* **Consignes**:
1 > Dans le texte sur les Toubous, devant quelle juridiction Jomode Elie Getty Doby a-t-il porté plainte contre Mouammar Kadhafi le 14 septembre 2009 ?
2 > Poursuivez, s'il vous plaît, le texte sur les Toubous après sa dernière phrase.

* **Texte de lecture**:
Les Toubous qui ont la peau noire et vivent dans le Sud de la Libye, ont longtemps été marginalisés par Mouammar Kadhafi. Désormais, ils souhaitent avoir une place dans la nouvelle Libye pour vivre dignement sur la terre de leurs ancêtres. Jomode Elie Getty Doby, âgé de 33 ans, est un Toubou libyen. Il vit en France depuis une douzaine d’années et milite pour les droits des Toubous en Libye, au Tchad et au Niger. Il a créé il y a dix ans, le « Conseil national des Toubous » et l’ONG Tibesti ainsi que de multiples associations pour interpeller la communauté internationale sur la question toubou. Le jeune homme, qui est un membre fondateur du Conseil national de transition (CNT), est aussi le premier Libyen à avoir porté plainte contre Mouammar Kadhafi le 14 septembre 2009 auprès de la Cour pénale internationale (CPI). Il estime qu’il ne pourra pas y avoir de paix en Libye si les revendications de son peuple ne sont pas prises en compte.

* **Données fournies**:
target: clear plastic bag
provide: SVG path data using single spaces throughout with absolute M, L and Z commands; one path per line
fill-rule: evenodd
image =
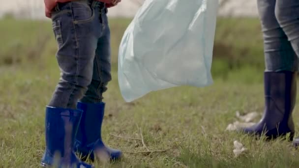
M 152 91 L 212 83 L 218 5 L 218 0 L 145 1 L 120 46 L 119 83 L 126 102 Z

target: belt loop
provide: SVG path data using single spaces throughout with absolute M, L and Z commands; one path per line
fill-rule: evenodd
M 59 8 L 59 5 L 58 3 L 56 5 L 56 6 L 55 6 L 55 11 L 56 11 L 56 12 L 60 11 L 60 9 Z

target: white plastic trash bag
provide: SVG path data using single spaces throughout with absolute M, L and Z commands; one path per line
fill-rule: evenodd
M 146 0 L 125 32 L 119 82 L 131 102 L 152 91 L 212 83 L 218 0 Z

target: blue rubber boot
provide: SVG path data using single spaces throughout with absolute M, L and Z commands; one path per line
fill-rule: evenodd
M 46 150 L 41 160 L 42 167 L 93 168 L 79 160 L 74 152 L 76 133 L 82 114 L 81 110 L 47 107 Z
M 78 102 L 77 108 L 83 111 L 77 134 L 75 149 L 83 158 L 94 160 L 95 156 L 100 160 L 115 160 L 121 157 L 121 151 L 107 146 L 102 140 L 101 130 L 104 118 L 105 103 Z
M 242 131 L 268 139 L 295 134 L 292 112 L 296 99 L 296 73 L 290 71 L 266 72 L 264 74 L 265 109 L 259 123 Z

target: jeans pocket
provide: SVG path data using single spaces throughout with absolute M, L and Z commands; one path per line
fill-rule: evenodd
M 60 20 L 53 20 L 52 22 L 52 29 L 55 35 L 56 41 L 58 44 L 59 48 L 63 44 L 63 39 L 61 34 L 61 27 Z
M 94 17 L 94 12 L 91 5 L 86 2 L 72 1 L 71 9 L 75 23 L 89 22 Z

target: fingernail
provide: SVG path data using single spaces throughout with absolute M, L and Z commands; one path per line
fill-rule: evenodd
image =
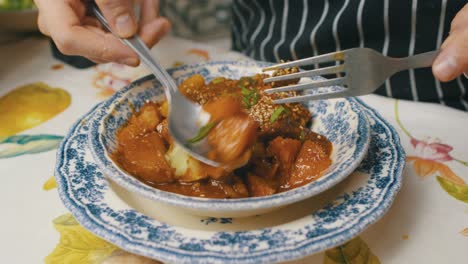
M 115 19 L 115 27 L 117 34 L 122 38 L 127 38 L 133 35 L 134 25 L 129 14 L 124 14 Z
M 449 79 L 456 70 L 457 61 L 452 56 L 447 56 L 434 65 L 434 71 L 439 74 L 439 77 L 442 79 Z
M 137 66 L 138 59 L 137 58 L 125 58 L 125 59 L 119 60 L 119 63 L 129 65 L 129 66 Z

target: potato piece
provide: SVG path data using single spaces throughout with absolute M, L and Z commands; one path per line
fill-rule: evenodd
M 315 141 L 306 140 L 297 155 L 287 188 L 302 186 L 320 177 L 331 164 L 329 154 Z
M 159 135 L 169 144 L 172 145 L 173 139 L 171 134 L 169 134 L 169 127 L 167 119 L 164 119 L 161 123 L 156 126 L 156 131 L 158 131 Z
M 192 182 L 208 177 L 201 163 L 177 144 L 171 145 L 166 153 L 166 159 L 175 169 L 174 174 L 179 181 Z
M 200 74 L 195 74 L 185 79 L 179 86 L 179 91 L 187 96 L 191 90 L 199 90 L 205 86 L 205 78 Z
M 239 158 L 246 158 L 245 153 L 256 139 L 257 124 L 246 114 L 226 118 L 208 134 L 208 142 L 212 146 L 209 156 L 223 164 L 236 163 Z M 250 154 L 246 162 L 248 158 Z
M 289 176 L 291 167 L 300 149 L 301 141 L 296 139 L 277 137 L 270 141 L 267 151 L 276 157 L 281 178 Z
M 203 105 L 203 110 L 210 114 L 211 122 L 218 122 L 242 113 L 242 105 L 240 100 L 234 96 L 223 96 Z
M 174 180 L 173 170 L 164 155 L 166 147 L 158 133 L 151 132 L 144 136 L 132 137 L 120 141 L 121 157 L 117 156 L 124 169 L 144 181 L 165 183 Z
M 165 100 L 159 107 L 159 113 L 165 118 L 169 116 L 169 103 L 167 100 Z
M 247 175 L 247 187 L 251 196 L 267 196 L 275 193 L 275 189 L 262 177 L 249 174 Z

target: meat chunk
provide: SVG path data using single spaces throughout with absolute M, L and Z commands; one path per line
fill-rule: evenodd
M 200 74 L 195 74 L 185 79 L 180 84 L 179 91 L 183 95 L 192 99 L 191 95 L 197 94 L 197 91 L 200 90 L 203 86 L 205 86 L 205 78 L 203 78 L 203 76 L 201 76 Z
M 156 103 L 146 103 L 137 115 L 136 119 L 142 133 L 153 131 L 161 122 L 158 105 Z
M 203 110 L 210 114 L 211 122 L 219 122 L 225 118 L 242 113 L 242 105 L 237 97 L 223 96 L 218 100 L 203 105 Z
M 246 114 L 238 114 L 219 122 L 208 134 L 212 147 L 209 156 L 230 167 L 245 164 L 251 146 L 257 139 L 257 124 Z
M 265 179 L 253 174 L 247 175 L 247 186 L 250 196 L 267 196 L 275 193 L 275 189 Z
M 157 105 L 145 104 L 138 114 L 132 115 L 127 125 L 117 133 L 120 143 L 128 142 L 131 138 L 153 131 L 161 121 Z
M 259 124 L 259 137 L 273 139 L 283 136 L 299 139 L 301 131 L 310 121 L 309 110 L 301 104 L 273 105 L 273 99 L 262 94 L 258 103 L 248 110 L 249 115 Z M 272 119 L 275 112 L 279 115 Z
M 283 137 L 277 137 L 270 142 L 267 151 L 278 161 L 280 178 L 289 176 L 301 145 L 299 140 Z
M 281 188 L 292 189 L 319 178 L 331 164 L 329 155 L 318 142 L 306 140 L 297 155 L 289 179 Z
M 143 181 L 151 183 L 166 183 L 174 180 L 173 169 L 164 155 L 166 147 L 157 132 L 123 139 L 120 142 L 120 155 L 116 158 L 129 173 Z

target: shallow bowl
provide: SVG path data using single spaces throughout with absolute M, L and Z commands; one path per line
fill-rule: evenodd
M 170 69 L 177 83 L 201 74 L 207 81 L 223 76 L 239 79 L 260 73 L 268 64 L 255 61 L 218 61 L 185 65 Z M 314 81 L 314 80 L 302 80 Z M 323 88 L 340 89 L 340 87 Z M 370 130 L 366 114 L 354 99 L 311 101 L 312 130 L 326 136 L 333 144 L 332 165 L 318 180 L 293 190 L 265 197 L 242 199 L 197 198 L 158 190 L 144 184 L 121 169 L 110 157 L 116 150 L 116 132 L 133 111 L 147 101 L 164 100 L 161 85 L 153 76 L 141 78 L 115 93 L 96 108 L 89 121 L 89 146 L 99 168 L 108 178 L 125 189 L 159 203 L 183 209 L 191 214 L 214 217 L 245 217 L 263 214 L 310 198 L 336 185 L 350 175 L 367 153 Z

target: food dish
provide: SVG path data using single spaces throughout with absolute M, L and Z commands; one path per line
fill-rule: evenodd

* **Liste des réponses**:
1 > Devant la Cour pénale internationale (CPI).

2 >
Afrik.com : Pouvez-vous revenir sur les origines du conflit qui a opposé les Toubous aux Oueleds slimane à Sebha ?

Jomode Elie Getty :
Le lundi 26 mars, lors d’une réunion hebdomadaire sur la sécurité de Sebha entre les leaders politiques toubous et Oueleds slimane, un jeune issu de la tribu des Oueleds slimane muni d’une arme à feu a fait irruption dans la pièce et a tiré sur les dirigeants toubous. Il y avait mon oncle qui était le président de la commission de la sécurité, le responsable chargé des armements et des réconciliations entre les brigades et le patron de la lutte-antiterroriste. Tous ces responsables toubous ont été tués. Ce jeune homme a été manipulé par des leaders Oueleds slimane qui lui ont raconté que la voiture de son père avait été volée par des Toubous. En réalité, elle a été dérobée par un voleur Oueled slimane. Les Oueleds slimane cherchaient un prétexte pour rentrer en conflit avec les Toubous.

Afrik.com : Pourquoi les Oueleds slimane sont-ils en conflit avec les Toubous ? Que leur reprochent-ils ?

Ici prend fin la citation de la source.